▶ _What to work on_
Return the listing below in full, with every line exactly as it is.

+++++

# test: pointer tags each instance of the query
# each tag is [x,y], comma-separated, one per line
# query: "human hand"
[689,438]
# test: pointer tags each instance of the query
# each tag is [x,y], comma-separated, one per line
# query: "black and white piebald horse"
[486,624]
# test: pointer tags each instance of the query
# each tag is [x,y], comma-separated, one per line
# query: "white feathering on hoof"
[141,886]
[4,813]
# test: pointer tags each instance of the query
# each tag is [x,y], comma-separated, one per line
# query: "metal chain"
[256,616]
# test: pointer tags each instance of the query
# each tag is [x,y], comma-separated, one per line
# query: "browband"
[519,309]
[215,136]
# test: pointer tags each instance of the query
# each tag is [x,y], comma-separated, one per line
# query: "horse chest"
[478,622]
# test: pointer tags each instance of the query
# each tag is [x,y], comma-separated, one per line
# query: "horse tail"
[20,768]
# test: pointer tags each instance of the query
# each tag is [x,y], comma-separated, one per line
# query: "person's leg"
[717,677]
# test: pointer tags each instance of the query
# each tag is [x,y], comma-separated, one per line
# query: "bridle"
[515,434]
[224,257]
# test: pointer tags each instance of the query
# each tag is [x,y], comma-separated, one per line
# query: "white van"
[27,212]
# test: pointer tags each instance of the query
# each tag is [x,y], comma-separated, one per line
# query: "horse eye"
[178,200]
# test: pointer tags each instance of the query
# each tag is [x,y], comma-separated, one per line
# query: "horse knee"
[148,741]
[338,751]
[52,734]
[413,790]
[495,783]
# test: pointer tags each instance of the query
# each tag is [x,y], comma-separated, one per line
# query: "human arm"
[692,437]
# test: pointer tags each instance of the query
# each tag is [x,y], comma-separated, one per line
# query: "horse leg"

+++++

▶ _Solution to the exercise_
# test: pointer tags each instance of the query
# each tag is [x,y], comma-separated, one per line
# query: "human hand"
[689,438]
# test: pointer tags each instance of the query
# each tag is [x,y], comma-separated, one per line
# query: "black and white piebald horse"
[486,624]
# test: pointer tags each instance of the query
# each tag is [x,y], comma-separated, one per line
# query: "white feathering on hoof"
[141,886]
[4,813]
# test: pointer tags each instance of the query
# each tag is [x,y], comma-separated, one per line
# query: "metal chain"
[256,616]
# test: pointer tags each instance of the query
# each tag is [x,y], comma-separated, one per line
# query: "browband"
[519,309]
[215,136]
# test: pointer tags each instance of the query
# each tag is [x,y], comma-separated, one per line
# query: "horse chest"
[478,622]
# test: pointer tags each instance of the query
# each tag is [x,y], comma-separated, one per line
# query: "horse tail"
[20,768]
# test: pointer tags each instance of the query
# each tag is [x,y], comma-separated, one per line
# query: "person's leg"
[717,677]
# test: pointer tags each instance of the query
# each tag is [x,y], comma-separated, one per line
# query: "bridle"
[515,434]
[224,257]
# test: pointer tags each instance of the query
# each tag is [x,y], comma-separated, one per line
# query: "white van"
[27,212]
# test: pointer tags each instance of the query
# each tag is [x,y], comma-separated, one per line
# query: "horse eye"
[178,200]
# test: pointer tags each instance of the query
# each tag is [x,y], comma-separated, one per line
# query: "horse knee"
[148,741]
[338,751]
[52,734]
[413,790]
[495,783]
# test: pointer tags each instance of the query
# each tag is [x,y], comma-separated, one per line
# query: "human arm"
[692,437]
# test: pointer tags each instance of the query
# each tag is [x,y], comma-separated, one per line
# query: "horse leg"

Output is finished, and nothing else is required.